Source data
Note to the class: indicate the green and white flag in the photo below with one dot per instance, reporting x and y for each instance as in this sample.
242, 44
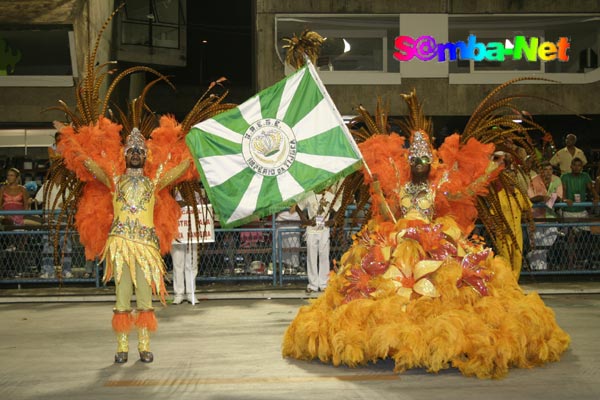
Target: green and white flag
262, 156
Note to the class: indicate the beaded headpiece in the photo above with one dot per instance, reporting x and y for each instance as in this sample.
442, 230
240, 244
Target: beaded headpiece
135, 140
420, 146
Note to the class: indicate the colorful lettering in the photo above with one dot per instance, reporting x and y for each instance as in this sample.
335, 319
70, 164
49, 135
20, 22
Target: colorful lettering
425, 48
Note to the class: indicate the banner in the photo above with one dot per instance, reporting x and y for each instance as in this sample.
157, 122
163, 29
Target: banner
261, 157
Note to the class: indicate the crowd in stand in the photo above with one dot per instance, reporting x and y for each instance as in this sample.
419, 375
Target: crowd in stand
552, 178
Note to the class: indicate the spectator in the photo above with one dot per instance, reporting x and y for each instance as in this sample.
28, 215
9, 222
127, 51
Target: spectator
578, 185
545, 188
14, 196
318, 207
565, 156
52, 200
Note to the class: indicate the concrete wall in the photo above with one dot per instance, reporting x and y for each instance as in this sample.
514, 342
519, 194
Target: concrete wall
440, 97
26, 105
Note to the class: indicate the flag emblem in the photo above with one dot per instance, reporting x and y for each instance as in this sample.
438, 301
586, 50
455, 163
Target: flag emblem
264, 155
269, 147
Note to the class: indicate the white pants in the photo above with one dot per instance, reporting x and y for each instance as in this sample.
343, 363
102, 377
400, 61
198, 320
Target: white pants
543, 238
317, 258
185, 268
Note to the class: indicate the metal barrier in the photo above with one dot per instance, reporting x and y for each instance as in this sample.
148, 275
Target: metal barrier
275, 252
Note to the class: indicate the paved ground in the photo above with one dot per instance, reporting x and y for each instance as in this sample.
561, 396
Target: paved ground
230, 349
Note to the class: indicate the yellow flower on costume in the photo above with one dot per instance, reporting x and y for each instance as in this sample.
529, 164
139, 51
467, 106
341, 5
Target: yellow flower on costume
414, 278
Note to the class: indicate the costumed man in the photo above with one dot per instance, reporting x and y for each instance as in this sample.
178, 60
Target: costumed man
117, 176
132, 250
416, 285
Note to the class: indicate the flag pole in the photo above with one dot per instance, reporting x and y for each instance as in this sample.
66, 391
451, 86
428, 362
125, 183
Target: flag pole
313, 72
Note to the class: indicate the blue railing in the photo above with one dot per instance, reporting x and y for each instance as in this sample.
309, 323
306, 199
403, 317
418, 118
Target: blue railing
275, 252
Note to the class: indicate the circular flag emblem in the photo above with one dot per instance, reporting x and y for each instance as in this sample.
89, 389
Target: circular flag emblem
269, 147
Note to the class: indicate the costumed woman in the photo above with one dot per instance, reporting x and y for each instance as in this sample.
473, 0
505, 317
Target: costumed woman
416, 285
118, 178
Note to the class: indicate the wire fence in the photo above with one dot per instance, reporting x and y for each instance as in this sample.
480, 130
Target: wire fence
271, 251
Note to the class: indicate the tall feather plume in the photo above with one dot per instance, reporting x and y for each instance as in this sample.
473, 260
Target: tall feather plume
308, 44
493, 121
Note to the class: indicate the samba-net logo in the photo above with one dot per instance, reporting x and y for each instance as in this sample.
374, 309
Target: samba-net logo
425, 48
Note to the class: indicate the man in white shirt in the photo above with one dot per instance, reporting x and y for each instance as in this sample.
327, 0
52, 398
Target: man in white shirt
563, 157
319, 207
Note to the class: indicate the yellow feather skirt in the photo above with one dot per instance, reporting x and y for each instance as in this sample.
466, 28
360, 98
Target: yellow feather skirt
481, 335
120, 253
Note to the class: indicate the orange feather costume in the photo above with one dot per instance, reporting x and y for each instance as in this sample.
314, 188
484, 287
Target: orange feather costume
414, 287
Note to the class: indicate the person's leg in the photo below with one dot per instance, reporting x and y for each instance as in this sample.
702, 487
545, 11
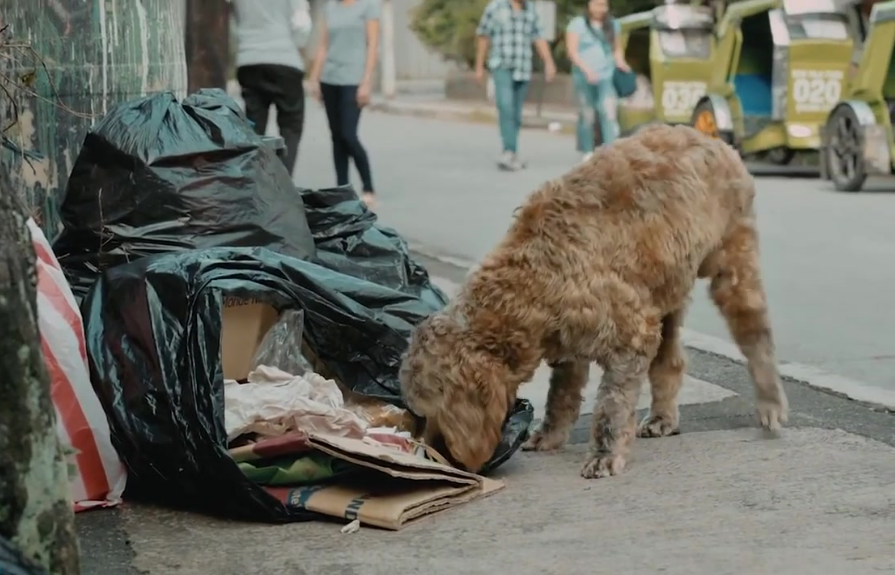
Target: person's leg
332, 102
503, 97
289, 99
607, 108
257, 100
585, 125
349, 124
520, 91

TASK TO COMPLETE |
Above are the records; reproduce them exactly and leave out the pictures.

OUTPUT OF THE TASK |
Note to the class: indicate the green and white flag in the photo below with one dot per instance, reporting x and y for each instance as in this sample.
242, 44
Target: green and white flag
262, 156
Note to the class: indicate the beaded headpiece in the photo above with one dot per instance, reporting x and y for each instance as in this sample.
442, 230
240, 244
Target: beaded headpiece
135, 140
420, 146
Note to the class: indicate the colorful lettering in the photo above with one dot per instance, reporting x and y for each instance as in this sample.
335, 319
70, 164
49, 135
20, 22
Target: colorful lettering
425, 48
Note to the class: indicate the banner in the photo above with one dot per instance, reporting x and y for each instance as in this sample.
157, 122
163, 29
Target: banner
261, 157
Note to the class: indicate the crowd in stand in the photo above with one dot per instance, reporting x and y for each instance as in this sample.
419, 375
Target: crowd in stand
552, 178
Note to the class: indicate the spectator in the photo above with one dot per instance, reporting x and y for each instance as in this sample.
28, 215
9, 222
127, 51
Target: spectator
578, 185
545, 188
14, 196
318, 207
565, 156
52, 200
Note to the class: indicate the concrete wall in the photo above with one dot per instance, reporting x and y for each instance as in this sample.
514, 342
519, 194
Target: concrete wall
440, 97
26, 105
Note to the class: indicate the flag emblem in the photo above with one dot per instance, reporting x and y for each instance as in this sample.
438, 301
586, 50
455, 163
Target: flag emblem
264, 155
269, 147
Note to the class: indicate the white pants in the photo above with one dot per instance, reporting x and y for each instance as in this sample.
343, 363
102, 377
400, 61
198, 320
Target: white pants
543, 238
317, 258
185, 268
Note to the class: indicate the metal barrier in the photo above with one dot per instance, reporting x and y for each instance as in this sample.
148, 275
Target: metal barrier
275, 252
Note to the class: indicate the paved ground in the photo above with one dot per instance, reporting x and y for each instance as in this sample.
561, 396
Target: paved ground
230, 349
Note to the class: indicate the yellow flower on costume in the photo above with one dot per instance, reporting x and y for each instance as in this sample.
529, 164
139, 51
467, 106
341, 5
Target: yellow flower on costume
414, 278
Note to the class: indicate the costumed man in the photo above with one dot per instance, reporting x and y for each instance as in this sample.
178, 60
Target: costumed man
117, 176
132, 250
416, 285
Note to the class: indicate the flag pole in the photo above with one dot per instance, reporting x and y for each instance as in this sample.
66, 391
451, 86
428, 362
125, 183
Target: flag pole
313, 72
Note to the class: indicate the blue railing in the photo above with one dot per instance, reporting x and y for each instance as in this sample.
309, 323
306, 199
403, 317
418, 118
Target: blue railing
275, 252
Note to the class: indicate the circular flag emblem in the photo above with one dot per instance, reporting x and y for each instance as in this sample.
89, 389
Target: circular flag emblem
269, 147
Note to the class: indicate the costumed woman in the photo above with one dot per instance, reporting x and y for each instance as in this sample.
473, 0
505, 317
Target: costumed woman
416, 285
118, 178
Note to the class: indicate the wire fence in the photo above with one dot per instance, reporting x and y for each instance as in this sample.
480, 130
Target: wire fence
271, 251
Note to the class: indicate the tall feather plume in the photo above with one dot per instance, reporting x and y for each instance as in this sample.
473, 260
Target: tall feather plume
308, 44
493, 121
Note to the class: indicate the samba-net logo in the photo above with one dot per instance, reporting x and y for each instance as in this sample.
374, 309
Target: samba-net logo
425, 48
Note to the class: indicate the man in white shirt in the photo above with one dot per instance, reporting x and y for each instance as in this sample.
327, 0
52, 398
Target: man in white shirt
563, 157
319, 207
Note to the class: indicate the yellow feather skirt in the photo above with one dot per instance, reporting x and y for each instance as in this sample.
466, 28
360, 98
Target: yellow feather skirt
481, 335
120, 253
Note to the class: indicate the orange feather costume in the photo above with one dot per instance, reporting x and y for each instance as in this sample.
314, 188
484, 287
Target: orange feather costume
414, 287
Note to the class: indicate the person's leg in the photo below with one dot per instance, reporting x and y for each instance as in this sample.
702, 487
545, 11
Target: person's leg
332, 102
503, 97
289, 99
607, 108
257, 100
585, 125
349, 124
520, 91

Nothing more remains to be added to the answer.